**PROVIDED PASSAGE**
--- START ---

Tuesday, June 10, 2014

Tours (France) Continued

Pages from Jan's Travel Journal: April 18, 2014

Before continuing with "A Tour of Tours", I must take a moment to mention a couple of my favorite blogs. Lynn McBride, over at Southern Fried French, is an expat hailing from South Carolina who writes charmingly of her life in southern Burgundy. Her wonderful blog is filled with recipes, anecdotes and some fabulous photography. I recently purchased her book "How to Learn a New Language with a Used Brain" and have hopes of learning French. At the age of 62, my brain is certainly "used"! But I must persevere -  after all, I may have French grand-babies one day!   I also recommend that you take a look at French Word a Day, by Kristin Espinasse, an expat from Arizona who now resides in Provence. She, too, writes of her life in France and is also a published author. With the help of her husband and children, Kristin introduces French words and phrases that tie into the theme of each post. She offers stories, recipes and lovely photography along with a few life lessons as well. And now, back to April 18 in Tours...

Darcy and Mathieu on an "invisible" bench.
I couldn't help snapping a photo of them on this broken bench!

We met Darcy's colleague and friend, Erica, at la Place Plumereau at the appointed time. Erica has not lived in Tours for very long and is still becoming acquainted with the city. We began walking toward the university, which is situated along the Loire. There is a lovely pathway beside the river. We followed her as she walked briskly into the library and continued onto an elevator which whisked us upstairs to the roof. We were treated to a sweeping view over the rooftops of Tours. From that vantage point, we could see for miles.

The rooftops of Tours, France.

 A closer view. I love the ivy-covered house!

We continued exploring, with Erica narrating our walk, and eventually found ourselves at Les Halles, a large, covered marketplace. We were all eager to go inside and have a look, as even Erica had not visited it before. It reminded me of Halles Chatelet in Orléans, though larger and with a much wider variety of shops. There were several enticing shops offering carry-out, and of course, patisseries, boulangeries, fromageries, and so on. I wanted to purchase some of the famous Tours rillettes, and soon had a jar of the tasty terrine wrapped in paper and tucked into a little bag.

All I need now is a glass of wine and a crusty baguette!

--- END ---

Please decide whether each of these statements agrees with the Tours journal entry, and give yes or no with the deciding words quoted from it. 1. The writer is 62 years old. 2. Erica had been to Les Halles before that day. 3. An elevator carried the group up to the library roof. Rely only on the Tours journal entry.

**EXTRACTED MATERIAL**
--- START ---

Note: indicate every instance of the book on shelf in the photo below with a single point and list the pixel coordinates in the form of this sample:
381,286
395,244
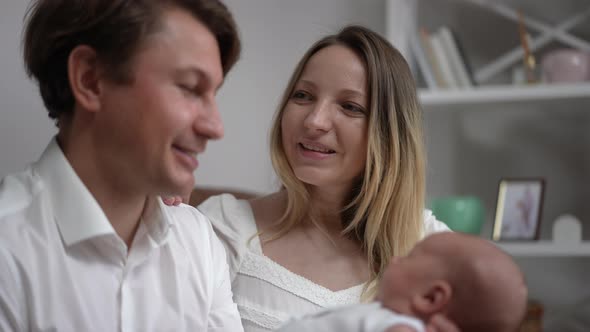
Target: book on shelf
441,60
455,57
444,61
422,60
427,61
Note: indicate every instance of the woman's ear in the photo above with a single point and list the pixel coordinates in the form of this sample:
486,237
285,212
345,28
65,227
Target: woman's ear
83,75
433,298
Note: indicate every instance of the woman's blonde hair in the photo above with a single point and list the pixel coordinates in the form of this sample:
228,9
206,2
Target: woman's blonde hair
385,208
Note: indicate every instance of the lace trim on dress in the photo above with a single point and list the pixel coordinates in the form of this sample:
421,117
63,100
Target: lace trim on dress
262,318
263,268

--- END ---

**WRITTEN ANSWER**
1. Yes: "At the age of 62, my brain is certainly "used"!"
2. No: "as even Erica had not visited it before"
3. Yes: "continued onto an elevator which whisked us upstairs to the roof"